The task. Reproduce the records from the line containing "Provide the polygon of every instance of the plaster" through the end of the records, both included, with the requests unchanged. Scale every polygon coordinate in the answers by 1.95 and round each result to a whole number, rounding halves up; numbers in the requests and in their sample layouts remain as they are.
####
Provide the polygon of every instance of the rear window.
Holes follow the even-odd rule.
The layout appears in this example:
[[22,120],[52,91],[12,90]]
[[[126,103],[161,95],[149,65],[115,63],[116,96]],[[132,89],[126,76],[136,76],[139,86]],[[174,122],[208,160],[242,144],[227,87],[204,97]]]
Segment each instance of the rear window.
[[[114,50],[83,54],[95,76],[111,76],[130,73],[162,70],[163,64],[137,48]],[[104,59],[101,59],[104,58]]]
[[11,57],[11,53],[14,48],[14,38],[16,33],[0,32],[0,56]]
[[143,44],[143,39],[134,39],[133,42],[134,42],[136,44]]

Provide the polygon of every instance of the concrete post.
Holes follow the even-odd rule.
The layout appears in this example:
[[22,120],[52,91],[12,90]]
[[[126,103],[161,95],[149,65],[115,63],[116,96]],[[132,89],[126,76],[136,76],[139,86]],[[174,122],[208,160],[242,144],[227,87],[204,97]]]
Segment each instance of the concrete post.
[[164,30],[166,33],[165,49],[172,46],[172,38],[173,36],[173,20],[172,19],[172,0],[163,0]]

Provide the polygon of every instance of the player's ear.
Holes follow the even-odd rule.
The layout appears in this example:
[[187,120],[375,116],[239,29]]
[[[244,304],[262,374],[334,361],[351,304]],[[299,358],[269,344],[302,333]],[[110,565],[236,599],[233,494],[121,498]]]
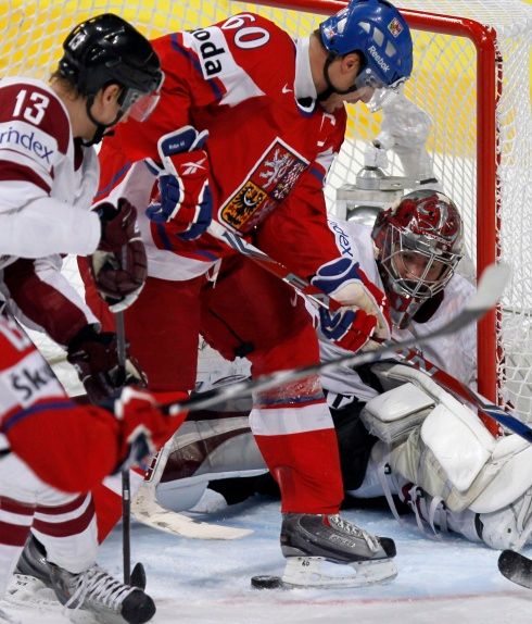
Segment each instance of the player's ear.
[[362,59],[358,52],[350,52],[342,57],[342,68],[345,72],[354,72],[356,76],[362,68]]

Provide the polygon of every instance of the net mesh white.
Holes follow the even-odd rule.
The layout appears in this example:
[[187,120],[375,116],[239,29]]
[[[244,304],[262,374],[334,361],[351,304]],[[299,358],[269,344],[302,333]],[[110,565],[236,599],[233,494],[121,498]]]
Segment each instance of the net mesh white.
[[[28,2],[11,0],[0,3],[0,22],[4,25],[0,75],[47,77],[61,55],[61,41],[72,26],[91,15],[111,11],[135,23],[145,35],[155,37],[170,30],[195,28],[223,20],[240,11],[255,11],[271,17],[293,36],[308,34],[324,18],[325,0],[293,0],[297,10],[279,9],[225,0],[189,0],[188,3],[159,0],[122,1],[83,0],[78,2]],[[288,2],[283,2],[287,4]],[[329,7],[332,3],[329,3]],[[413,32],[415,41],[414,74],[406,95],[432,117],[428,149],[436,176],[445,191],[460,208],[466,245],[471,258],[493,255],[512,269],[510,284],[503,298],[497,320],[499,349],[497,357],[484,362],[495,372],[502,394],[523,419],[532,419],[532,123],[530,99],[530,50],[532,7],[520,0],[401,0],[401,8],[415,10],[422,29]],[[303,10],[303,8],[305,10]],[[332,9],[329,11],[332,12]],[[498,63],[486,75],[479,75],[476,46],[456,34],[442,34],[429,26],[426,13],[445,13],[479,22],[496,35]],[[448,26],[452,29],[452,26]],[[484,70],[485,71],[485,70]],[[493,74],[490,76],[490,73]],[[495,137],[479,137],[478,120],[490,110],[490,102],[477,103],[478,85],[497,78]],[[380,127],[379,113],[370,114],[364,104],[349,107],[349,132],[340,158],[328,176],[327,198],[334,200],[335,189],[355,182],[363,166],[363,145]],[[494,157],[478,154],[479,138],[496,147]],[[490,159],[486,162],[486,159]],[[496,248],[490,250],[484,235],[479,239],[478,224],[486,220],[484,207],[478,205],[478,174],[494,170],[489,179],[496,185],[497,212],[490,216],[489,229]],[[393,175],[401,167],[392,162]],[[491,174],[490,174],[491,175]],[[490,335],[480,342],[491,341]],[[482,379],[480,379],[482,387]]]

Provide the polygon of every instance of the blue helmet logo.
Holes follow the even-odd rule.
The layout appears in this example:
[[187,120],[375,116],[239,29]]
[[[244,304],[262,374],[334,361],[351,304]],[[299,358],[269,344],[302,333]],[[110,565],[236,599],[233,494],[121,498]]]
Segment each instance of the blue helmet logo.
[[332,54],[359,51],[368,85],[391,86],[411,73],[410,29],[387,0],[351,0],[345,9],[319,26],[321,42]]

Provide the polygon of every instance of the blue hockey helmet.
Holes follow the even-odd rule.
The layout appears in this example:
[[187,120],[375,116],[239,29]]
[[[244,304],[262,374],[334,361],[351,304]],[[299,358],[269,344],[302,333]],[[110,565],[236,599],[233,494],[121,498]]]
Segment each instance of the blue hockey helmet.
[[319,33],[329,54],[357,51],[364,55],[356,88],[395,86],[411,73],[410,29],[387,0],[351,0],[345,9],[319,25]]

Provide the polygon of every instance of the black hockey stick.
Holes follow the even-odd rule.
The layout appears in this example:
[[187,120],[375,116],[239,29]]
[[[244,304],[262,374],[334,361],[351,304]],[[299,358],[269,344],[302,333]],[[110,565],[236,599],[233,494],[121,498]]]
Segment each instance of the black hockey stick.
[[[423,345],[438,336],[454,334],[465,325],[476,323],[482,319],[482,316],[496,304],[508,282],[508,275],[509,269],[505,265],[499,264],[489,266],[479,282],[477,291],[470,297],[464,309],[448,323],[442,325],[427,336],[408,338],[403,342],[385,342],[372,351],[365,351],[364,353],[347,353],[328,362],[320,362],[300,369],[278,371],[270,375],[262,375],[255,379],[213,388],[206,392],[199,392],[185,401],[166,403],[161,405],[161,408],[170,415],[179,414],[183,411],[203,410],[211,408],[212,405],[216,405],[220,401],[250,396],[252,392],[268,390],[269,388],[280,384],[296,382],[297,379],[302,379],[309,375],[330,371],[339,364],[347,366],[370,364],[383,358],[395,355],[397,351],[409,349],[415,345]],[[530,435],[532,436],[532,430],[530,430]]]
[[[332,297],[329,297],[322,292],[319,288],[311,284],[308,280],[303,279],[299,275],[292,273],[289,269],[283,266],[280,262],[277,262],[252,244],[248,242],[241,236],[233,234],[226,229],[223,225],[213,222],[208,227],[210,234],[216,238],[224,240],[229,247],[238,251],[239,253],[246,255],[253,262],[273,273],[284,283],[289,284],[297,292],[305,296],[313,303],[326,308],[330,311],[338,310],[341,304],[335,301]],[[486,310],[487,311],[487,310]],[[451,333],[451,332],[448,332]],[[439,334],[440,335],[440,334]],[[422,344],[434,338],[434,335],[423,338]],[[503,410],[498,405],[493,404],[491,401],[482,397],[482,395],[471,390],[466,384],[463,384],[459,379],[456,379],[445,371],[439,369],[434,363],[430,362],[425,355],[419,353],[419,351],[409,349],[420,345],[420,338],[417,338],[413,342],[401,346],[397,344],[397,348],[394,354],[397,354],[407,364],[427,373],[429,376],[433,377],[435,382],[442,385],[445,389],[451,391],[453,395],[468,401],[474,405],[484,416],[492,419],[496,423],[505,426],[509,430],[518,434],[527,441],[532,442],[532,429],[522,423],[519,419],[516,419],[510,412]],[[367,363],[367,362],[366,362]],[[358,365],[351,364],[347,365]],[[487,423],[484,423],[487,426]]]
[[[126,378],[126,330],[124,312],[115,313],[116,355],[122,375]],[[131,583],[131,484],[129,469],[122,469],[122,554],[124,562],[124,583]]]
[[[126,378],[126,329],[124,325],[124,312],[115,313],[116,324],[116,357]],[[129,469],[122,469],[122,553],[124,565],[124,583],[132,587],[144,589],[145,570],[139,561],[131,572],[131,483]]]

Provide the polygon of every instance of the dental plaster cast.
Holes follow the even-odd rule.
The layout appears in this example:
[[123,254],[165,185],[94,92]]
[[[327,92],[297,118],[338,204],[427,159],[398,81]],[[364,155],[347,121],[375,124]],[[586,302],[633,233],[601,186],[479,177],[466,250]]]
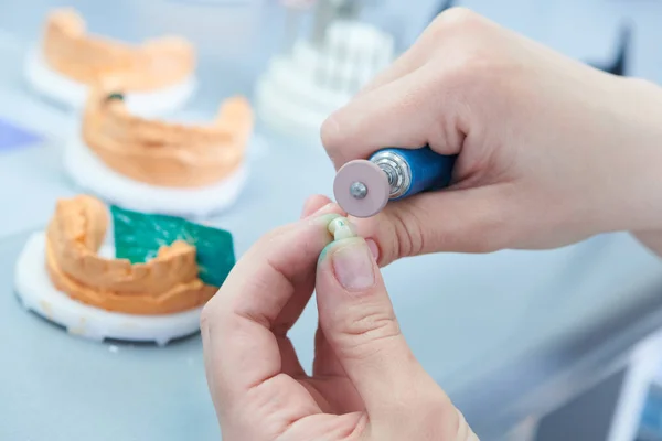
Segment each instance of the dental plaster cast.
[[135,111],[156,115],[180,108],[196,88],[196,54],[183,37],[163,36],[138,45],[89,34],[72,8],[52,11],[41,45],[31,51],[25,75],[40,94],[79,109],[88,88],[117,77]]
[[[115,246],[109,247],[104,245],[108,212],[100,201],[86,195],[58,201],[45,233],[34,234],[19,257],[19,298],[26,309],[65,326],[70,333],[95,340],[166,344],[196,332],[202,306],[234,265],[234,250],[227,240],[224,245],[217,239],[218,234],[229,235],[227,232],[200,226],[199,230],[207,233],[193,234],[195,246],[181,239],[157,245],[139,262],[105,257],[115,256],[119,247],[125,254],[135,254],[141,240],[159,244],[163,237],[182,236],[173,225],[185,220],[161,217],[164,219],[154,219],[150,227],[149,215],[120,211],[115,222],[119,218],[136,233],[124,245],[118,245],[116,238]],[[126,225],[115,225],[115,234]],[[149,235],[160,236],[154,240]],[[192,234],[186,232],[184,236]],[[215,267],[205,269],[213,273],[211,279],[202,276],[199,263],[200,255],[206,252],[200,249],[205,240],[215,252],[210,257],[216,261]],[[227,255],[218,257],[220,249],[227,250]]]
[[207,125],[183,125],[132,115],[114,84],[92,88],[81,131],[65,148],[65,169],[79,186],[126,208],[188,217],[236,201],[253,133],[245,98],[226,99]]

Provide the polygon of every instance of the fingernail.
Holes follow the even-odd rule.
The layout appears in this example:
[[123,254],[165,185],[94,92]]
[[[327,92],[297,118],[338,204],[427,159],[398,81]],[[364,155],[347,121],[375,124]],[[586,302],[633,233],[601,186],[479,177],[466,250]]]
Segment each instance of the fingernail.
[[375,283],[372,254],[363,239],[345,239],[331,260],[338,282],[349,291],[363,291]]
[[380,247],[377,247],[377,243],[373,239],[365,239],[365,243],[367,244],[367,248],[370,248],[370,252],[372,252],[375,261],[380,261]]

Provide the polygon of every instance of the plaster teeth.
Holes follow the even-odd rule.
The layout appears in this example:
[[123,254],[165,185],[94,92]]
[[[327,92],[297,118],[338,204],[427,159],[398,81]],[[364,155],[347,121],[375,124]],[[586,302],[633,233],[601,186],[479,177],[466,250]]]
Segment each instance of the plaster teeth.
[[356,237],[356,229],[346,217],[337,217],[329,223],[329,233],[333,235],[333,240]]

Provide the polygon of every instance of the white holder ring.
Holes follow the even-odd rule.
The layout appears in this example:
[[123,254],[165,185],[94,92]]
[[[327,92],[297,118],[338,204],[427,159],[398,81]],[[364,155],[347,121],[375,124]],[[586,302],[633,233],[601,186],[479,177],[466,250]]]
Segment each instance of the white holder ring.
[[[134,315],[93,308],[58,291],[49,277],[45,259],[46,236],[30,236],[14,271],[14,289],[29,311],[64,326],[70,334],[104,341],[154,342],[166,345],[172,340],[200,331],[202,308],[169,315]],[[109,247],[103,255],[113,255]]]

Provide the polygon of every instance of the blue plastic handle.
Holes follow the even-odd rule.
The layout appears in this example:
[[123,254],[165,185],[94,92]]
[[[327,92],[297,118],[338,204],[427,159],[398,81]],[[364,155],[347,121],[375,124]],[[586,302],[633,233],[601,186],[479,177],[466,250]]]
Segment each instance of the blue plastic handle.
[[388,148],[382,149],[378,152],[383,151],[398,154],[407,162],[412,171],[412,184],[409,189],[399,197],[393,198],[393,201],[409,197],[428,190],[439,190],[448,186],[450,183],[457,154],[439,154],[434,152],[428,146],[420,149]]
####
Answer to the exercise.
Provide the polygon of every instance of the plaster teeth.
Holes follow the even-odd rule.
The layout appears in this example:
[[123,254],[165,185],[94,92]]
[[[327,92],[297,118],[338,204],[427,159],[398,81]],[[364,155],[347,121],[375,124]],[[586,302],[633,233],[601,186],[479,177],[466,250]]]
Segment each instance of the plaster teeth.
[[694,462],[694,447],[675,423],[657,423],[642,435],[642,454],[649,458],[649,468]]

Provide the polygon of every instance of the white holder ring.
Holes follow the even-odd rule.
The layout appears in this example:
[[123,254],[165,185],[94,92]]
[[[327,92],[297,118],[338,204],[427,159],[398,81]],[[364,155],[347,121],[375,124]],[[586,302],[633,233],[601,186],[479,177],[466,250]]]
Segment each instance of the white holder ring.
[[[261,614],[181,601],[113,567],[96,540],[88,505],[90,460],[59,460],[27,528],[27,564],[57,606],[125,636],[137,651],[203,665],[300,667],[324,673],[335,663],[390,645],[394,601],[330,614]],[[213,482],[201,497],[220,497]]]

Provide the polygon of every instance of the blue plastic handle.
Holes follow the even-odd rule.
The layout appears in this example:
[[123,254],[165,185],[94,92]]
[[[327,92],[297,118],[338,204],[427,159],[398,81]],[[364,155],[347,121],[375,124]],[[586,302],[633,233],[601,186],[479,177],[466,250]]]
Segment each instance of the blue plastic handle.
[[757,289],[745,291],[737,296],[747,294],[776,300],[794,316],[803,333],[803,359],[798,369],[778,384],[766,386],[766,392],[798,384],[835,371],[856,371],[874,363],[878,357],[891,300],[856,300],[846,296],[835,285],[819,291]]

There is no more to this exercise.